What to do => Reproduce word for word the lines of the material below, starting with the line that contains "One dot marks each instance of the dark suit" and continuing through the end of the material, including both ends.

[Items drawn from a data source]
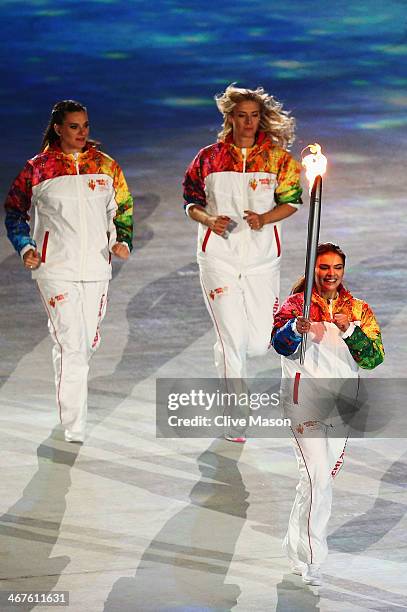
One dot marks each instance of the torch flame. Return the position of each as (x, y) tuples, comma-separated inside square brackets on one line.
[(314, 163)]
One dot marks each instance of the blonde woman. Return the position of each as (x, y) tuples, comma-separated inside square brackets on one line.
[(239, 191)]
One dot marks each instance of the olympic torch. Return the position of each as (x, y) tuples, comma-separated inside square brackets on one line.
[(315, 167)]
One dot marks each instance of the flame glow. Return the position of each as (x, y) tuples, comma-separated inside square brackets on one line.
[(314, 163)]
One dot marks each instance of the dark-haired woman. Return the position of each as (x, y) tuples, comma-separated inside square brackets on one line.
[(343, 335), (83, 213)]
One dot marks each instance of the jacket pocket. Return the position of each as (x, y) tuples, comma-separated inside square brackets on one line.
[(278, 243), (44, 247), (205, 240)]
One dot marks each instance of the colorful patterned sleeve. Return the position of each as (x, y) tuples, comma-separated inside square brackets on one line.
[(365, 343), (288, 189), (123, 219), (194, 190), (17, 205), (283, 338)]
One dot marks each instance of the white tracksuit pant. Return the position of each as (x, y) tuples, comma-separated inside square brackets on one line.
[(241, 308), (319, 459), (75, 311)]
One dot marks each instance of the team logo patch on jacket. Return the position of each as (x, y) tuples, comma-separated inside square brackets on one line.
[(265, 183), (218, 291), (57, 298)]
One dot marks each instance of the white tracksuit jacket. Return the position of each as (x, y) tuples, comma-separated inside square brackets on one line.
[(319, 397), (82, 208), (240, 274)]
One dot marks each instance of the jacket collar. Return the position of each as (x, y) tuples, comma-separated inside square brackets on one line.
[(55, 148)]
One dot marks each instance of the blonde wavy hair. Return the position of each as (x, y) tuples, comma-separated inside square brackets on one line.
[(275, 121)]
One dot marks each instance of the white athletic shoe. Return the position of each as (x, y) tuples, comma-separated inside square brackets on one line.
[(298, 567), (70, 436), (312, 575), (238, 439)]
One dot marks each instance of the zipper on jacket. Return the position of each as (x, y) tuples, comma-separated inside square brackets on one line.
[(82, 218), (44, 247), (245, 206)]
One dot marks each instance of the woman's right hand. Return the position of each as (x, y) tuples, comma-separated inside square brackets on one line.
[(302, 325), (218, 224), (32, 259)]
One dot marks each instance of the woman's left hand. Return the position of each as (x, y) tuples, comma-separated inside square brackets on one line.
[(341, 320), (254, 220), (121, 250)]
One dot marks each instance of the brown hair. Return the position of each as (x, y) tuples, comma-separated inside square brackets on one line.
[(324, 247)]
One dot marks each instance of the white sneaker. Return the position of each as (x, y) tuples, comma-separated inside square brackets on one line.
[(238, 439), (312, 575), (298, 567), (70, 436)]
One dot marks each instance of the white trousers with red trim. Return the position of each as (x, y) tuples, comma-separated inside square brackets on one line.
[(319, 459), (242, 308), (75, 311)]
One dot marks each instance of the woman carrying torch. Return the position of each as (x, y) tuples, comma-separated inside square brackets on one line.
[(343, 335)]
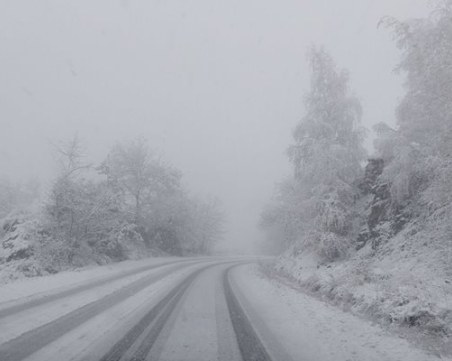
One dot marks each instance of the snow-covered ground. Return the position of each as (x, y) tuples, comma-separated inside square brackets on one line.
[(40, 286), (310, 329)]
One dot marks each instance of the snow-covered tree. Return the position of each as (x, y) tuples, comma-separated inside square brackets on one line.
[(420, 148), (139, 174), (317, 205)]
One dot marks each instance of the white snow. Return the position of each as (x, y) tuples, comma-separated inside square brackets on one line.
[(310, 329)]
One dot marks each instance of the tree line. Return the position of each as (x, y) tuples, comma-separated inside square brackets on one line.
[(319, 208), (130, 205)]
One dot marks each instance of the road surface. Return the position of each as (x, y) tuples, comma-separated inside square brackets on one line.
[(199, 309), (176, 310)]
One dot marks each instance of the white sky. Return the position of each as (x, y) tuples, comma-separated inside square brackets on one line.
[(215, 85)]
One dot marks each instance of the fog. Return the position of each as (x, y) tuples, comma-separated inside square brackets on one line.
[(215, 86)]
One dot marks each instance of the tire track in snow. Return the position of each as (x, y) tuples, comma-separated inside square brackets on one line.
[(11, 310), (33, 340), (250, 345), (139, 340)]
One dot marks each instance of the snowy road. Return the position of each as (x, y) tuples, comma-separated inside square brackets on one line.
[(192, 309)]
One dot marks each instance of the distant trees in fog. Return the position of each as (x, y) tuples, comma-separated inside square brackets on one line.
[(130, 205), (320, 206)]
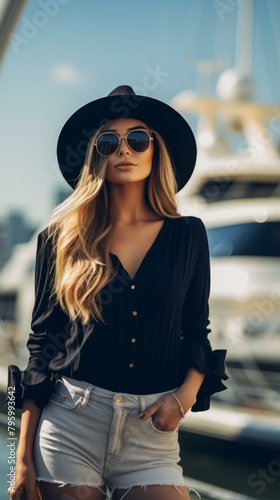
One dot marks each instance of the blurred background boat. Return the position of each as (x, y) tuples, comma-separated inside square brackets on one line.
[(235, 190)]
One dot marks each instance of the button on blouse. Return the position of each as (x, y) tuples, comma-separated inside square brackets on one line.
[(155, 325)]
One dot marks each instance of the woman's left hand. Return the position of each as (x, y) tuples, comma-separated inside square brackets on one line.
[(165, 412)]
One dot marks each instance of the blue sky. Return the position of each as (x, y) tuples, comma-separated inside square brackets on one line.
[(65, 53)]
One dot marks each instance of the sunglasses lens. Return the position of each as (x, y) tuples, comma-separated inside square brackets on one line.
[(138, 140), (107, 144)]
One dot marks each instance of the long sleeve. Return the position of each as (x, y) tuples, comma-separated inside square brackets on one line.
[(196, 349), (36, 382)]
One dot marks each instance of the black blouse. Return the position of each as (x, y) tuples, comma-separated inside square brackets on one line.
[(155, 325)]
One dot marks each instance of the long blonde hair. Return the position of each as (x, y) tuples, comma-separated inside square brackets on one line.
[(80, 229)]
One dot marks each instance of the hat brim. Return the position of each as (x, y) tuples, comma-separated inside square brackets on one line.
[(79, 128)]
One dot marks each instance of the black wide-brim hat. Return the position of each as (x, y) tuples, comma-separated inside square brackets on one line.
[(124, 103)]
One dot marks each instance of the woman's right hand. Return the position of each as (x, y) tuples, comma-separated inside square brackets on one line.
[(25, 482)]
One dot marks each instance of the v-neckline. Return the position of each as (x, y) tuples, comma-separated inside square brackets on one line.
[(147, 254)]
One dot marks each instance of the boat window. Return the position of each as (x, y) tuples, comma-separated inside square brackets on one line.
[(248, 239), (221, 189)]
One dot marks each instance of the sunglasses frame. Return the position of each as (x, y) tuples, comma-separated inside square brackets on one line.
[(148, 132)]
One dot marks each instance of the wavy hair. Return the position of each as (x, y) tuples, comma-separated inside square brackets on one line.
[(81, 227)]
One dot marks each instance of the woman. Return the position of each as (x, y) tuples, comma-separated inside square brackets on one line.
[(119, 350)]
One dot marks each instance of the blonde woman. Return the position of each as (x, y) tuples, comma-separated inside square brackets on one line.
[(119, 350)]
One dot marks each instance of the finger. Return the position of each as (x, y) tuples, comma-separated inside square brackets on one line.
[(151, 410)]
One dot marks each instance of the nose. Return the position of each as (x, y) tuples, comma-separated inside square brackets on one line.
[(123, 147)]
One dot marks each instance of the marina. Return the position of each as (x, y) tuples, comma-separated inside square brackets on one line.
[(231, 452)]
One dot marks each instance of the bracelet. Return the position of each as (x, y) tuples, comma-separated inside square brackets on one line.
[(181, 409)]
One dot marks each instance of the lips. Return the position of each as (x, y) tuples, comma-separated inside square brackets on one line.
[(125, 164)]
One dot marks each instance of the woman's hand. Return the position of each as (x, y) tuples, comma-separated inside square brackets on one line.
[(166, 413), (25, 487)]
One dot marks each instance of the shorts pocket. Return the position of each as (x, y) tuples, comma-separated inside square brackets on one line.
[(150, 420), (65, 397)]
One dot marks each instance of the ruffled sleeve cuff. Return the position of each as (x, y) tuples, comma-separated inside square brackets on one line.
[(30, 384), (212, 365)]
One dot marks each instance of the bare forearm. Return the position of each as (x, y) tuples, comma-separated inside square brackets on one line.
[(29, 423)]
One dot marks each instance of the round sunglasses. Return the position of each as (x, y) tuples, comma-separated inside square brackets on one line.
[(108, 143)]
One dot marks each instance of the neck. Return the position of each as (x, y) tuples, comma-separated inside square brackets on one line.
[(127, 202)]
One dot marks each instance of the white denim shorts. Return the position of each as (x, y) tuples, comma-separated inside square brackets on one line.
[(94, 437)]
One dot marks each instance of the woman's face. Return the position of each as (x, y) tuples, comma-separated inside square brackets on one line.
[(126, 165)]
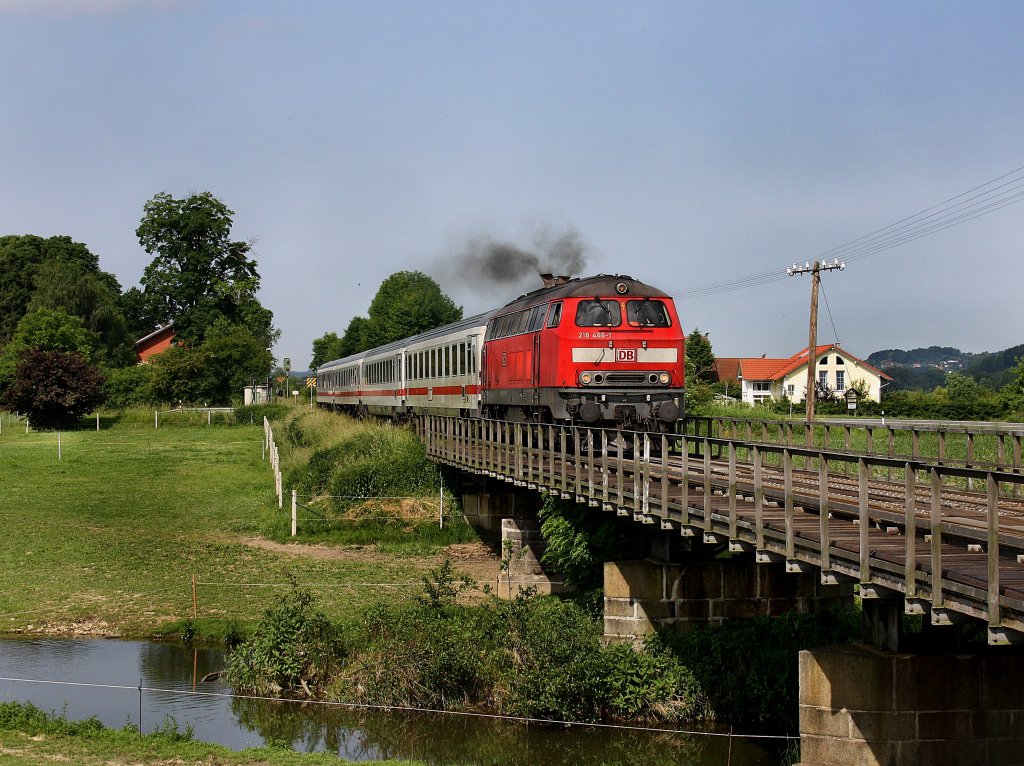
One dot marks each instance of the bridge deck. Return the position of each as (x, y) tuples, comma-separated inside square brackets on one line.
[(890, 523)]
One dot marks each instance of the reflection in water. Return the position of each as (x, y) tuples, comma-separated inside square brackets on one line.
[(355, 734)]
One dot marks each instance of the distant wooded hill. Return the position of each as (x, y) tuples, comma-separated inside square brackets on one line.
[(927, 368)]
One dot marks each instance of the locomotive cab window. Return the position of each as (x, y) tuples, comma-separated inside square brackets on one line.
[(647, 313), (598, 313), (555, 314)]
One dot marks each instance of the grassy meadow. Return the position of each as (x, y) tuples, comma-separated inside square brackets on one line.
[(30, 737), (105, 541)]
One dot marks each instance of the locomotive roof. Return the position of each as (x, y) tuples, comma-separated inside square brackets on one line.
[(587, 287)]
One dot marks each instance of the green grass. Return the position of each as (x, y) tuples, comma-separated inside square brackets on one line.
[(29, 736), (108, 539)]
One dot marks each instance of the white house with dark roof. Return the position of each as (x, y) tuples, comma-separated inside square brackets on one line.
[(760, 378)]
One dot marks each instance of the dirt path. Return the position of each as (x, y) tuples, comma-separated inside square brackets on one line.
[(475, 559)]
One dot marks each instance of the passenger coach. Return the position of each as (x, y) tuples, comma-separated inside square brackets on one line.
[(599, 350)]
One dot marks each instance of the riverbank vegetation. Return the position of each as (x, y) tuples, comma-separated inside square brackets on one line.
[(531, 656), (30, 736)]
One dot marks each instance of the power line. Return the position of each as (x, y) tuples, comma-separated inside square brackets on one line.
[(984, 199)]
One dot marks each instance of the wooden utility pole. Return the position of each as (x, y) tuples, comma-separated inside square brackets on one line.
[(815, 270)]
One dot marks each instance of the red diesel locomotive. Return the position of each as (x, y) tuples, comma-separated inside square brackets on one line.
[(599, 350)]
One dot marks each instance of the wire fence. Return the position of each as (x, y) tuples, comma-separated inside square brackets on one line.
[(140, 689)]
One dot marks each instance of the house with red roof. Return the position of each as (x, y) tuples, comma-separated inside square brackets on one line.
[(761, 378), (159, 340)]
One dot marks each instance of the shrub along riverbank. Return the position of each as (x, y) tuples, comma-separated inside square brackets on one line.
[(531, 656)]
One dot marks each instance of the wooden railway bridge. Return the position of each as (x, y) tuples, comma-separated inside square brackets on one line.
[(926, 520)]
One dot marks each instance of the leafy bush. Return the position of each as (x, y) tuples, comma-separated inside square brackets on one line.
[(254, 414), (55, 388), (749, 668), (129, 386), (580, 541), (651, 684), (293, 648), (539, 656)]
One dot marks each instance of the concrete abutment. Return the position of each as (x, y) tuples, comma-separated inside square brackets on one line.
[(870, 708), (643, 596)]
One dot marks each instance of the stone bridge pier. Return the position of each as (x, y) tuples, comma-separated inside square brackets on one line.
[(505, 516), (892, 700)]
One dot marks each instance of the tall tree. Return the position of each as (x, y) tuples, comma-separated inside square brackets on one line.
[(407, 303), (699, 357), (20, 260), (326, 348), (354, 339), (44, 330), (83, 294), (199, 272)]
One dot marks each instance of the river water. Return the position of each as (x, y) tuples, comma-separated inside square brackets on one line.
[(101, 678)]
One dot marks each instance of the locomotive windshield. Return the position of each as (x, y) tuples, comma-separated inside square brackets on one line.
[(647, 312), (598, 312)]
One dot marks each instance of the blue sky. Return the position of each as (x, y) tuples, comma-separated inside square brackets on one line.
[(683, 143)]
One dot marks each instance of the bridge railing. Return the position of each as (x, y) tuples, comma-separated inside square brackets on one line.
[(953, 443), (644, 475)]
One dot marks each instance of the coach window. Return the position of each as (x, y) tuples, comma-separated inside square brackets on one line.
[(555, 314), (598, 313)]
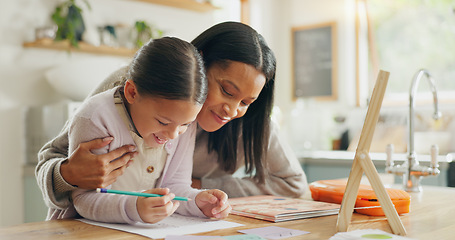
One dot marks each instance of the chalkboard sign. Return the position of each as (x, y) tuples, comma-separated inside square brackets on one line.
[(314, 59)]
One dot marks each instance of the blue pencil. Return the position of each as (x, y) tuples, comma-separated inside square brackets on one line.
[(139, 194)]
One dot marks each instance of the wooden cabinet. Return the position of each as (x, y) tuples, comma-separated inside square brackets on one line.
[(192, 5)]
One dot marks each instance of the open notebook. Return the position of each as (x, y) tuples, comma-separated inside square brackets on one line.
[(278, 209)]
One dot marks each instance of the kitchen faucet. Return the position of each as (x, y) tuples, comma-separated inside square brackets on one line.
[(411, 170)]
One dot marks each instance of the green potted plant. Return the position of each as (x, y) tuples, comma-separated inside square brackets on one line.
[(70, 23)]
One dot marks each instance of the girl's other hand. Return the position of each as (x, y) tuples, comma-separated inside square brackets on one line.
[(155, 209), (214, 203)]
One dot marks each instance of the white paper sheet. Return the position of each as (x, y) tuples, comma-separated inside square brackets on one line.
[(172, 225)]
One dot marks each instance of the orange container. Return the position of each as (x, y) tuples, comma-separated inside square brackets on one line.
[(333, 190)]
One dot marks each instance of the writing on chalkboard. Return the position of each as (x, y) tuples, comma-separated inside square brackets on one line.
[(313, 61)]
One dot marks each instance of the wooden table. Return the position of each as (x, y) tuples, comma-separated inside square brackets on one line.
[(431, 217)]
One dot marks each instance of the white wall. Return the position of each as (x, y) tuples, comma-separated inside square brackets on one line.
[(22, 70)]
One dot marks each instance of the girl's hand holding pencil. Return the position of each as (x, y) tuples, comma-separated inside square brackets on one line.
[(214, 203)]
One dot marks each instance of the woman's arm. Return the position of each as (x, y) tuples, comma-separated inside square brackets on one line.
[(284, 174)]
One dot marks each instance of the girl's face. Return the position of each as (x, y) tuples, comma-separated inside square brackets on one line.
[(157, 119), (232, 89)]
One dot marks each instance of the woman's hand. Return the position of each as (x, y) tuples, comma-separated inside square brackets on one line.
[(196, 183), (155, 209), (89, 171), (214, 203)]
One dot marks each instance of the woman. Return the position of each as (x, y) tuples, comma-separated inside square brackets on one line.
[(241, 74)]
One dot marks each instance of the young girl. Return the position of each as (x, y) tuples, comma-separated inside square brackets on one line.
[(163, 93)]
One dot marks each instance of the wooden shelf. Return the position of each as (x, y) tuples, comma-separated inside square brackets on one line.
[(83, 47), (192, 5)]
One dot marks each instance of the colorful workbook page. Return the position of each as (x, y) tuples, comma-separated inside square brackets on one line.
[(278, 209)]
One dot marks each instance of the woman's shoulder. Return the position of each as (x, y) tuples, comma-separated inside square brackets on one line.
[(100, 105)]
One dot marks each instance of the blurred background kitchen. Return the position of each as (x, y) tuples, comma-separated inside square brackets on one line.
[(328, 51)]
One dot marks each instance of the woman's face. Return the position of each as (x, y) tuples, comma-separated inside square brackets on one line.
[(157, 119), (232, 89)]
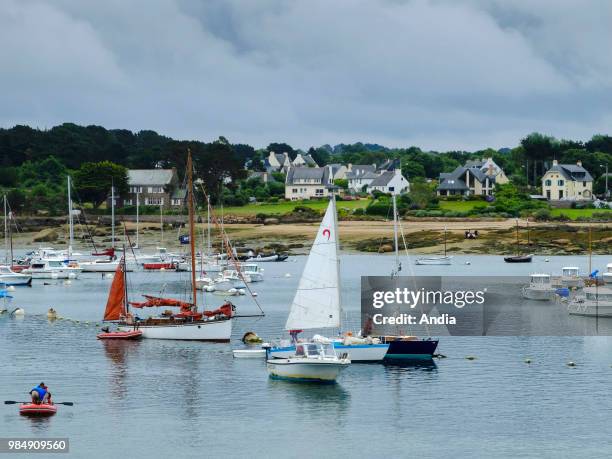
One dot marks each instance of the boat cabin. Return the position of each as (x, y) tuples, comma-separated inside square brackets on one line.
[(315, 350), (570, 271)]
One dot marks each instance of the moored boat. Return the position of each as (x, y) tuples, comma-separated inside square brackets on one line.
[(37, 409)]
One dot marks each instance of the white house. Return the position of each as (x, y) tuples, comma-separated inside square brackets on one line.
[(308, 182), (567, 182), (391, 182)]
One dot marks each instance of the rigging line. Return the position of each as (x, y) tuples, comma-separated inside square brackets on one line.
[(230, 253)]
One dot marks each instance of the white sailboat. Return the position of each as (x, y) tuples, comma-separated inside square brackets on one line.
[(444, 260), (318, 303)]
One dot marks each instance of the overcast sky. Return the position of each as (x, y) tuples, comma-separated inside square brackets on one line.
[(440, 74)]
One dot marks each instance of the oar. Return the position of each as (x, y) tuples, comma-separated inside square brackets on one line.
[(13, 402)]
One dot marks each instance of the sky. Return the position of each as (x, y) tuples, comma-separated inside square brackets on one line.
[(439, 74)]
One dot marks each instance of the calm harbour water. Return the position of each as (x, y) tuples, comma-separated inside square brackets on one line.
[(187, 399)]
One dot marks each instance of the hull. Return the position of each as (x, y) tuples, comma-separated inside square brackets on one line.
[(539, 294), (217, 330), (434, 261), (356, 352), (299, 370), (411, 350), (518, 259), (17, 279), (31, 409), (53, 274), (123, 335)]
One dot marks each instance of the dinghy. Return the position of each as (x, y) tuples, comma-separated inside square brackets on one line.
[(33, 409)]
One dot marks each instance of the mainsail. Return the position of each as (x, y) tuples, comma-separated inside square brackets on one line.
[(317, 300), (115, 305)]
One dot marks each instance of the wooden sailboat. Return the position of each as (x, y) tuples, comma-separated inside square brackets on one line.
[(518, 258), (444, 260), (188, 323)]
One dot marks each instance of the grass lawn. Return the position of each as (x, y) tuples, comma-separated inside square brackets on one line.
[(286, 207), (575, 213), (460, 206)]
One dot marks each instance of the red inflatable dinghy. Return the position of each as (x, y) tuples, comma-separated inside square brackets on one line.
[(32, 409), (132, 334)]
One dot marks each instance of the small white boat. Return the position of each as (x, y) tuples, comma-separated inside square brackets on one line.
[(249, 353), (607, 276), (53, 269), (103, 266), (570, 277), (312, 362), (539, 288), (594, 301), (252, 271), (434, 260), (9, 277)]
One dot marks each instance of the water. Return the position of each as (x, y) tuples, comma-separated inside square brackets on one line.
[(183, 399)]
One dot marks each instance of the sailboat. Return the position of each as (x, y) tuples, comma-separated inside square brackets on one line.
[(189, 323), (406, 347), (7, 275), (518, 258), (445, 260), (318, 304)]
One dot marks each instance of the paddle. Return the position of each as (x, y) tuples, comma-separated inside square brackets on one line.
[(13, 402)]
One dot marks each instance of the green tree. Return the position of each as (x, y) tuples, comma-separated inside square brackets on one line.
[(93, 181)]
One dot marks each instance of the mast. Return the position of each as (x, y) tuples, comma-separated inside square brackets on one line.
[(337, 238), (161, 223), (191, 227), (445, 241), (113, 214), (137, 216), (6, 234), (395, 235), (70, 221)]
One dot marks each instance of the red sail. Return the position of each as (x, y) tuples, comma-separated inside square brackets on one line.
[(115, 305)]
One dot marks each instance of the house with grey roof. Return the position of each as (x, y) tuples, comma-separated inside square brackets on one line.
[(476, 177), (567, 182), (390, 182), (308, 182), (153, 187)]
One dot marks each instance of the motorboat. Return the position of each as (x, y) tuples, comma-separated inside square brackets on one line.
[(312, 362), (570, 277), (9, 277), (53, 269), (540, 288), (607, 276), (594, 301)]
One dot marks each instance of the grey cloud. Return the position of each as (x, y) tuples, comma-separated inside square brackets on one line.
[(439, 73)]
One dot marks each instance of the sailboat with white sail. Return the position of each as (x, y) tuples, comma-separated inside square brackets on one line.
[(318, 302)]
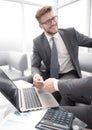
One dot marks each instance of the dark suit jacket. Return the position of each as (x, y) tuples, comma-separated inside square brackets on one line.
[(72, 39), (76, 87)]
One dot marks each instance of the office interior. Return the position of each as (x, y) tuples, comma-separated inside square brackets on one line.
[(18, 25), (18, 28)]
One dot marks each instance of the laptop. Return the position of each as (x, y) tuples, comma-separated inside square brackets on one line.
[(22, 94)]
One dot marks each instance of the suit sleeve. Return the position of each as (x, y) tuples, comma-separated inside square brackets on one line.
[(76, 87)]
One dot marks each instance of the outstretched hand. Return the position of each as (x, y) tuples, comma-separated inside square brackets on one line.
[(49, 85)]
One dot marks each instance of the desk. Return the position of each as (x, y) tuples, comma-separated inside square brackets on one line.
[(12, 119)]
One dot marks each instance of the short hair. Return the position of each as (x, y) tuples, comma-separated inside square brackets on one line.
[(42, 12)]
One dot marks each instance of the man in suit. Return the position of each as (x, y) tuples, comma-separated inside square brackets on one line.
[(74, 88), (67, 42)]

Task response =>
One dot marks each instance of the dark suit jacket. Return the position of each as (x, y) tuples, comma-separated inside square brackets on one line.
[(72, 39), (76, 87)]
One dot marks each instance of the office interior. Return the position of each as (x, y) tuples, comma-separated inside square brackets on one line.
[(18, 25), (18, 28)]
One dot marks each instance of the laptop. Return the position of each as (x, y) tuples, comma-separated inside square brackets on one line.
[(22, 94)]
One dot marks each instance of the suit sleeve. Return the position of each as (x, y) tuples, comma-separated inside square brackets on one line.
[(76, 87)]
One dot marks each instance of the outstretched hand. Return the position of each as (x, y) tuples, comma-separated inside square brackets on one line.
[(49, 85)]
One dot marks each instance of the desk. Return the position of each as (x, y) tuples, comma-separated inside square brackets on one line.
[(12, 119)]
One dot marks each instance of the short hair. Return the position of each as (x, y) tuples, comma-separated inside square brackets on one line.
[(42, 12)]
One dot marks each instance of the man in suit. Return the position of each as (x, y) tuples, comma-separated inside square brackets on one line.
[(74, 88), (67, 42)]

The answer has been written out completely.